*Document text*.
Two formulas, side by side

See your basal metabolic rate from both Mifflin-St Jeor and Harris-Benedict at once, with the newer Mifflin-St Jeor figure highlighted as the recommended estimate.

Metric and imperial input

Enter centimetres and kilograms, or switch to feet, inches, and pounds. Values are converted internally and the result updates as you type.

Daily calorie estimate

Choose an activity level from sedentary to very active to turn your BMR into a maintenance calorie target for the day.

Clear about its limits

Both formulas are estimates that use only sex, age, height, and weight, so the result comes with a plain note that real needs vary and it is not medical advice.

Your numbers stay on your device

Age, height, and weight are processed by the page alone. Nothing is uploaded, stored, or logged.

About this tool

This BMR calculator estimates your basal metabolic rate, the number of calories your body burns at complete rest to keep the essentials running: breathing, circulation, and cell repair. Enter your sex, age, height, and weight in metric or imperial and the result appears as you type, with no button to press. You get two figures side by side, one from the Mifflin-St Jeor equation and one from Harris-Benedict, so you can compare the two most widely used formulas at a glance.

*Material provided*.

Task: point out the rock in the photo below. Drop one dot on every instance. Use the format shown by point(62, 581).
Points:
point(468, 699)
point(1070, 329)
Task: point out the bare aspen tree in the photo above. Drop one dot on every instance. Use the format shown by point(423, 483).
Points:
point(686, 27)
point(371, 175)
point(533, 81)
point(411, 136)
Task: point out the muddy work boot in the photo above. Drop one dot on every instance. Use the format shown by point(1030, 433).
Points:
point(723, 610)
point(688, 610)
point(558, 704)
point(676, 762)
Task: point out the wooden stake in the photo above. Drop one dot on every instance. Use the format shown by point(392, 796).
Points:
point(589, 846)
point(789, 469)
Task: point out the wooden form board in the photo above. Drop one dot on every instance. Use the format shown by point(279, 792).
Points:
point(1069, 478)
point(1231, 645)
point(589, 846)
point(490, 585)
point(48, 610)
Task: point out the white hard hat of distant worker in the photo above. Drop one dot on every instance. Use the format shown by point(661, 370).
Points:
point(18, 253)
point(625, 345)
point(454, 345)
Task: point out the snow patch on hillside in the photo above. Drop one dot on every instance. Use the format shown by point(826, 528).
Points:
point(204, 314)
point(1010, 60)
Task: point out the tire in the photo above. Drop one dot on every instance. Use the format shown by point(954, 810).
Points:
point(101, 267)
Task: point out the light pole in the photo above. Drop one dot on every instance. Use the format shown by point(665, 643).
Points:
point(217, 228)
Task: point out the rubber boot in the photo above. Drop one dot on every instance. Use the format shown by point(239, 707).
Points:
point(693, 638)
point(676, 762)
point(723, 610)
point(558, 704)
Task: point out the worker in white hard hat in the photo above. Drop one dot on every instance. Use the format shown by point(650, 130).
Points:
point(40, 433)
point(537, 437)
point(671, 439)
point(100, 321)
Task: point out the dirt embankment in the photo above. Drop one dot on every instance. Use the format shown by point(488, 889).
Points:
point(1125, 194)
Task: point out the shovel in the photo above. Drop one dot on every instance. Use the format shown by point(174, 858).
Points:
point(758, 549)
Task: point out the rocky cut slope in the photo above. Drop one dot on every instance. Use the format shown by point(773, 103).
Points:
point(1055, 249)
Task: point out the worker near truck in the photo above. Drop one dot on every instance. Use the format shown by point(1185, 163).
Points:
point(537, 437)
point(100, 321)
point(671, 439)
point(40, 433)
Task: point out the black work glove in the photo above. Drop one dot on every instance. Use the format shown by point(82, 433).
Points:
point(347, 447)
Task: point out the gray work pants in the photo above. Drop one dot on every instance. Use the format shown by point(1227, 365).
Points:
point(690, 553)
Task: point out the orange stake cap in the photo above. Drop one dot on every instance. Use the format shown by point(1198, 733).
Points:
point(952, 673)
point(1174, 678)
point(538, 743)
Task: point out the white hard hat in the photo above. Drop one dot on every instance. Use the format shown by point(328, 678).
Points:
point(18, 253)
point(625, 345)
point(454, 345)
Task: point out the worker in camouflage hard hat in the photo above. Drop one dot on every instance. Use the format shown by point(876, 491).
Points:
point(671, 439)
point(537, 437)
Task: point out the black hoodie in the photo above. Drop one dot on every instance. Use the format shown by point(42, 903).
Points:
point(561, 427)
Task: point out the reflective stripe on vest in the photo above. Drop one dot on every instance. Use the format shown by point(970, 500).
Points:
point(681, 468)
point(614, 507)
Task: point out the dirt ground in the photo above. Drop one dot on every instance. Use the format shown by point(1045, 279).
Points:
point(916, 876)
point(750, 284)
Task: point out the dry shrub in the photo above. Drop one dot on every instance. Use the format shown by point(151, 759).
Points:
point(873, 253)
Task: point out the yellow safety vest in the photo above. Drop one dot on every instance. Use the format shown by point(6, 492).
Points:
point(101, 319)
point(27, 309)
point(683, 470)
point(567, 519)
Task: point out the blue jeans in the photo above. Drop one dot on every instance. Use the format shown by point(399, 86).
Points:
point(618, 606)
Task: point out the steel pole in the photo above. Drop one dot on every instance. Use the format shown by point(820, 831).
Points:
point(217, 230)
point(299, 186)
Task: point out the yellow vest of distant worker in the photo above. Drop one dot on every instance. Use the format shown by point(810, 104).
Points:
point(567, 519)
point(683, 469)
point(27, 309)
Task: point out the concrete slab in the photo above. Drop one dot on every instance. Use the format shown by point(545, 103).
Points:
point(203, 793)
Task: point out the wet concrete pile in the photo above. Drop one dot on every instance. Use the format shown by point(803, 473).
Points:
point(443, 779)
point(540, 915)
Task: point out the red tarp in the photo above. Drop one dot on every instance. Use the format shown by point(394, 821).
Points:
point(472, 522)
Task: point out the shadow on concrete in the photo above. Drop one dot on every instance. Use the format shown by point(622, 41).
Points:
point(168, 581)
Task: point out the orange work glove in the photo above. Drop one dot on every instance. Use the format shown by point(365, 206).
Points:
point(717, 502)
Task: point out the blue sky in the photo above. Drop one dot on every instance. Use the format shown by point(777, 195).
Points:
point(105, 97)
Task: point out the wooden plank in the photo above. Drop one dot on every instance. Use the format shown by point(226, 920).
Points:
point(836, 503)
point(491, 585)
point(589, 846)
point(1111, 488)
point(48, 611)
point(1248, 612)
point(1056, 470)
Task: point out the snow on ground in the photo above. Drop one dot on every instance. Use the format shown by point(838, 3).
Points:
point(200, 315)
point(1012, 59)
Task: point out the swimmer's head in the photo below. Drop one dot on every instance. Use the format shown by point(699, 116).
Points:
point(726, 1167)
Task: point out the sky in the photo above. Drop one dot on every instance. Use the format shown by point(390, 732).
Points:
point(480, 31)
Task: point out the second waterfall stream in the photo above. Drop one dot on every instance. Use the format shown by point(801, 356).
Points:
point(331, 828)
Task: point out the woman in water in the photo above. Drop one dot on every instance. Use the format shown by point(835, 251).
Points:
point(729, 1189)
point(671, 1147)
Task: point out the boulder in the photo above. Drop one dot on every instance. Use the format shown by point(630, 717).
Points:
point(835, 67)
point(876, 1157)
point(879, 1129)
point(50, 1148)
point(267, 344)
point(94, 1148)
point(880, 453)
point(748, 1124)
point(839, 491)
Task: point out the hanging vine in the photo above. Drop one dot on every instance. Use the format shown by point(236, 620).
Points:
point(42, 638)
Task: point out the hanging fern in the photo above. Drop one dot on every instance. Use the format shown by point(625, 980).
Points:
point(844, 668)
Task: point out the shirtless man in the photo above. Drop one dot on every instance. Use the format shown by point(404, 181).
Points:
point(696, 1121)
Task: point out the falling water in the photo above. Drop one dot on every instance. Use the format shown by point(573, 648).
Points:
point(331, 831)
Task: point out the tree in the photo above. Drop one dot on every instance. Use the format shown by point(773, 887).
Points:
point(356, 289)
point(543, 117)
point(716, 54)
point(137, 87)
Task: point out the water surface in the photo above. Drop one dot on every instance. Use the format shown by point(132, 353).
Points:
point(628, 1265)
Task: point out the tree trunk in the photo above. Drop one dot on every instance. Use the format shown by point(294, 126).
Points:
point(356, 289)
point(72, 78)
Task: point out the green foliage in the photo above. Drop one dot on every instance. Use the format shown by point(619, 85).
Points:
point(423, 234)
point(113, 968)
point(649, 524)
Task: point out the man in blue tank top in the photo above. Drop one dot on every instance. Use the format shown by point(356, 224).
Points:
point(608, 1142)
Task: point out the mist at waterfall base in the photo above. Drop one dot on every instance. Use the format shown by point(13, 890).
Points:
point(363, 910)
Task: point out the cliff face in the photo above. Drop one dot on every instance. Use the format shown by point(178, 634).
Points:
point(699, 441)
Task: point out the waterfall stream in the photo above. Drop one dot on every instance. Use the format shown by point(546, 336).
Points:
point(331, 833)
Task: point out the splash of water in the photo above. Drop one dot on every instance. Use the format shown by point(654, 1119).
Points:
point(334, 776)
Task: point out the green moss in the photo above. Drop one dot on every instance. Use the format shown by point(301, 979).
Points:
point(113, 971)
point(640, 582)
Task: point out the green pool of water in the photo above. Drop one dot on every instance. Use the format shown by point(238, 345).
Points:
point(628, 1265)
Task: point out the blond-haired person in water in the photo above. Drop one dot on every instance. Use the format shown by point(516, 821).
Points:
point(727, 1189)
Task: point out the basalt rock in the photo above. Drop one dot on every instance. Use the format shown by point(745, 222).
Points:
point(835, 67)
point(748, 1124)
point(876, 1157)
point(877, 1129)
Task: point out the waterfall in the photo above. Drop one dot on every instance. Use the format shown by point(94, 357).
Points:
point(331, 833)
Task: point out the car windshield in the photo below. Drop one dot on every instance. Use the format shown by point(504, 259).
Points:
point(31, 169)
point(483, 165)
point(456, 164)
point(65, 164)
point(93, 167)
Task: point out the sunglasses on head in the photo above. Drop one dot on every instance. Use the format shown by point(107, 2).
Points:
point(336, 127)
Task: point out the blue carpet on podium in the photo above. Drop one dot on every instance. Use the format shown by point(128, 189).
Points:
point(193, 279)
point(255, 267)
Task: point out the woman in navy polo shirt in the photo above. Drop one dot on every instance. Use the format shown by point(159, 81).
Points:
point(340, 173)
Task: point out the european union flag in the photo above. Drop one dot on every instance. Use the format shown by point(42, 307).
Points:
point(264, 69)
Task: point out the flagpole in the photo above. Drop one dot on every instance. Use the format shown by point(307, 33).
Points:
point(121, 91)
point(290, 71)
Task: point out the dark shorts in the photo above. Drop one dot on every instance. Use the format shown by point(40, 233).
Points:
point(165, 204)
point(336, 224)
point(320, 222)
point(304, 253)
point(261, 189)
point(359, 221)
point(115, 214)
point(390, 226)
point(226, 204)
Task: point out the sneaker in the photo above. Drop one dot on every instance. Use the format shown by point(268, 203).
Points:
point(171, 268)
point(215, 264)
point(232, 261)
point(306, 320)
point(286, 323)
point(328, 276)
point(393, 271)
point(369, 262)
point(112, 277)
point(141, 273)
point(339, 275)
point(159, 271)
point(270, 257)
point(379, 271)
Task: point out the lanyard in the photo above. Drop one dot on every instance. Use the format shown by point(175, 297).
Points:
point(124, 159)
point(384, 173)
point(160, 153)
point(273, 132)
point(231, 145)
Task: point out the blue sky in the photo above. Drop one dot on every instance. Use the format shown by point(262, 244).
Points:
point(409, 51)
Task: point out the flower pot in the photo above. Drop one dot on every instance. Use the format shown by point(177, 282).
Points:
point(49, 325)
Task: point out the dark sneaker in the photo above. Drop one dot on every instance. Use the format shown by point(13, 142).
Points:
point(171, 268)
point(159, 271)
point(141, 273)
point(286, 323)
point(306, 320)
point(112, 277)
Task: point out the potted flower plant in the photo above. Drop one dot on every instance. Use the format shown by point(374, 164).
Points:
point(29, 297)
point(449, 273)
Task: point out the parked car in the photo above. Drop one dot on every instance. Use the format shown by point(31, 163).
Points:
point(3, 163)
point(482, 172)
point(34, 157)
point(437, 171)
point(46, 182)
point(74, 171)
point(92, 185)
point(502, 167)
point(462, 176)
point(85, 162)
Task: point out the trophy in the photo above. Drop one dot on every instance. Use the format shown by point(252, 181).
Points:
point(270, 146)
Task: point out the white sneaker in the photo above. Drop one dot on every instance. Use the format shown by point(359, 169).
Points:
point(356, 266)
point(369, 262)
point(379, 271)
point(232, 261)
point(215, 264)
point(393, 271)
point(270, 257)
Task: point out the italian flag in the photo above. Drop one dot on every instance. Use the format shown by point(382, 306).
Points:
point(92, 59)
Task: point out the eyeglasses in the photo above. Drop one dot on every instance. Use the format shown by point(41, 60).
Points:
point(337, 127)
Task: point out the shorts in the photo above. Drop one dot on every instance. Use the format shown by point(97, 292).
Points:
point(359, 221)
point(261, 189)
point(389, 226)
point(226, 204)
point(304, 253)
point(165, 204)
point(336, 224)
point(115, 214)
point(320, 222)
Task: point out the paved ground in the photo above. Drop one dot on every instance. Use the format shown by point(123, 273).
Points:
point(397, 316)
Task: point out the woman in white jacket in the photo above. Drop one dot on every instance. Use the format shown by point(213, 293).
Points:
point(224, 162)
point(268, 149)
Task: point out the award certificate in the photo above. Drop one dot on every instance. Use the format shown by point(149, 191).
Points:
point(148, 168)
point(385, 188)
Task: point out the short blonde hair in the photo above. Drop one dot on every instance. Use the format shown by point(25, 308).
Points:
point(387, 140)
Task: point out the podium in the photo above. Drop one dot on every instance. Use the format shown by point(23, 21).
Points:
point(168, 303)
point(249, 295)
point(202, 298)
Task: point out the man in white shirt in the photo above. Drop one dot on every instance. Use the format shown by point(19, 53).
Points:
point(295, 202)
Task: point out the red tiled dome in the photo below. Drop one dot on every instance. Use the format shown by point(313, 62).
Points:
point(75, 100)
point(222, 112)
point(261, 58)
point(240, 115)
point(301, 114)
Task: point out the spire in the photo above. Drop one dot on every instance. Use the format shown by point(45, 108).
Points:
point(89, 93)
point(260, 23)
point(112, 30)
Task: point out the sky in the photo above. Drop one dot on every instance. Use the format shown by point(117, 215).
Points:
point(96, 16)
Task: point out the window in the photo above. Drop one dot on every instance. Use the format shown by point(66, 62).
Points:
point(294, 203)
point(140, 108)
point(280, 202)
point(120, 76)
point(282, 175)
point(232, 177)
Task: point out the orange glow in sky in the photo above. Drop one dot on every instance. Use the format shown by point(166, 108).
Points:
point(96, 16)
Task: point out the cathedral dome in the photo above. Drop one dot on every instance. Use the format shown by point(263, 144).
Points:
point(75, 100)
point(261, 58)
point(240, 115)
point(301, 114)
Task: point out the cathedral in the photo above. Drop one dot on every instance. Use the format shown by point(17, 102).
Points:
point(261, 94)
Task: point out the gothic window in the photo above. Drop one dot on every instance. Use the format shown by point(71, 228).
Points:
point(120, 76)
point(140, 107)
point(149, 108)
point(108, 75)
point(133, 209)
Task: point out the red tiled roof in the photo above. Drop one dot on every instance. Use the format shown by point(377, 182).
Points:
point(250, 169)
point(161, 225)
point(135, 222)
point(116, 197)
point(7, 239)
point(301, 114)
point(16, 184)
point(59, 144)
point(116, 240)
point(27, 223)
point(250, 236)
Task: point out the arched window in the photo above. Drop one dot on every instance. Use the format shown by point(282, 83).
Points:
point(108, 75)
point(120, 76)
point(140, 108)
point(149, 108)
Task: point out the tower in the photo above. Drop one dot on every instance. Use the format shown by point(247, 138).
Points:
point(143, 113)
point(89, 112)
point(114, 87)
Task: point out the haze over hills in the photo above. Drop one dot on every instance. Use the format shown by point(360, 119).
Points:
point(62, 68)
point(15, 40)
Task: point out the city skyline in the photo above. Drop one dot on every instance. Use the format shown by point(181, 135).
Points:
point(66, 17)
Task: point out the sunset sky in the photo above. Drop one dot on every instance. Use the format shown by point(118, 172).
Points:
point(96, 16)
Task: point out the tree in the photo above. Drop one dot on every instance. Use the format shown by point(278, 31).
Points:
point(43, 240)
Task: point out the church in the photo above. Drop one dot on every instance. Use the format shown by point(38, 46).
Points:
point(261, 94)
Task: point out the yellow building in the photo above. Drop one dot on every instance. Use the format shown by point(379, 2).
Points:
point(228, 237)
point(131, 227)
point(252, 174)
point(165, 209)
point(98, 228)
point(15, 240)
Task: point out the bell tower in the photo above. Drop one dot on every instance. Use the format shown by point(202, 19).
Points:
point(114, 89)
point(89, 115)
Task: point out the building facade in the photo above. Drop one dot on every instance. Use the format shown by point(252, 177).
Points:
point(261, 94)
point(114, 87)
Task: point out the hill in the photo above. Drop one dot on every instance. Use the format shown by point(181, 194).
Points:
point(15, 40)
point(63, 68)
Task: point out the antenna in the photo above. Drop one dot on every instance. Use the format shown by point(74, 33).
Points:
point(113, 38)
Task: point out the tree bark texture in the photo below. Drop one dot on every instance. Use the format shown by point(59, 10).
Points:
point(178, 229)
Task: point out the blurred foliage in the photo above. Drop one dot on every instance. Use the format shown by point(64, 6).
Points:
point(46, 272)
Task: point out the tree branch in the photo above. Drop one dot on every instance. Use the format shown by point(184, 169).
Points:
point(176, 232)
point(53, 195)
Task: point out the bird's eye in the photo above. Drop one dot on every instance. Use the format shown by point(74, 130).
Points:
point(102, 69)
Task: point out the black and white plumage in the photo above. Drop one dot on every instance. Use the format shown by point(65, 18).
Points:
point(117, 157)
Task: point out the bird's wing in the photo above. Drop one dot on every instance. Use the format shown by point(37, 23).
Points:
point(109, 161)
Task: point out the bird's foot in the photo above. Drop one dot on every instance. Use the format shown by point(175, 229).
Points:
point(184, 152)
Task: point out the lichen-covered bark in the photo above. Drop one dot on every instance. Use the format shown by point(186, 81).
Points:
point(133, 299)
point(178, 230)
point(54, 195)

*Work order A*.
Echo the portion of the BMR calculator description from "Both formulas are" up to and including "stored, or logged.", word for word.
*Work order B*.
According to the BMR calculator description, which formula's figure is highlighted as the recommended estimate?

*Exercise answer A*.
Both formulas are estimates that use only sex, age, height, and weight, so the result comes with a plain note that real needs vary and it is not medical advice.

Your numbers stay on your device

Age, height, and weight are processed by the page alone. Nothing is uploaded, stored, or logged.

*Exercise answer B*.
Mifflin-St Jeor